Written exercise
The excerpt below on the video processing apparatus and electronic device leaves out the specific working process of the apparatus embodiment. In one to three sentences, explain why it does so and where that process can be found.

Source extract
The video processing apparatus provided by the embodiment of the present disclosure can execute the video processing method provided by any embodiment of the present disclosure, and has functional modules and beneficial effects corresponding to the video processing method.

Those skilled in the art can clearly understand that, for convenience and conciseness of the description, the specific working process of the apparatus embodiment described above may refer to the corresponding process in the method embodiment, and will not be repeated here.

An embodiment of the present disclosure provides an electronic device, the electronic device includes: a storage apparatus on which a computer program is stored; a processing apparatus configured to execute the computer program in the storage apparatus to implement the steps of any one of the methods of the present disclosure.

Referring to of FIG. 6 below shows a schematic structural diagram of an electronic device 600 suitable for implementing embodiments of the present disclosure. The terminal device in the embodiment of the present disclosure may include, but is not limited to, a mobile terminal such as a mobile phone, a notebook computer, a digital broadcast receiver, a personal digital assistant (PDA), a Tablet PC (PAD), a portable multimedia player (PMP), an vehicle-mounted terminal (for example, an in-mounted navigation terminal), and the like, and a fixed terminal such as a digital TV, a desktop computer, and the like. The electronic device illustrated in FIG. 6 is merely an example, and should not impose any limitation on the functionality and scope of use of the embodiments of the present disclosure.

As shown in FIG. 6, the electronic device 600 may include a processing apparatus (e.g., central processing unit, graphics processing unit, etc.) 601 that may perform various appropriate actions and processes according to a program stored in the read-only memory (ROM) 602 or a program loaded from the storage apparatus 608 into the random access memory (RAM) 603. In the RAM 603, various programs and data necessary for the operation of the electronic device 600 are also stored. The processing apparatus 601, the ROM 602, and the RAM 603 are connected to each other by a bus line 604. An input/output (I/O) interface 605 is also connected to the bus line 604.

Source data
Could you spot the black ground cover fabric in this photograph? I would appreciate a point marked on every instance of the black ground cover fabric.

Full solution
The specific working process of the apparatus embodiment is not repeated, for convenience and conciseness of the description. It can be found in the corresponding process in the method embodiment.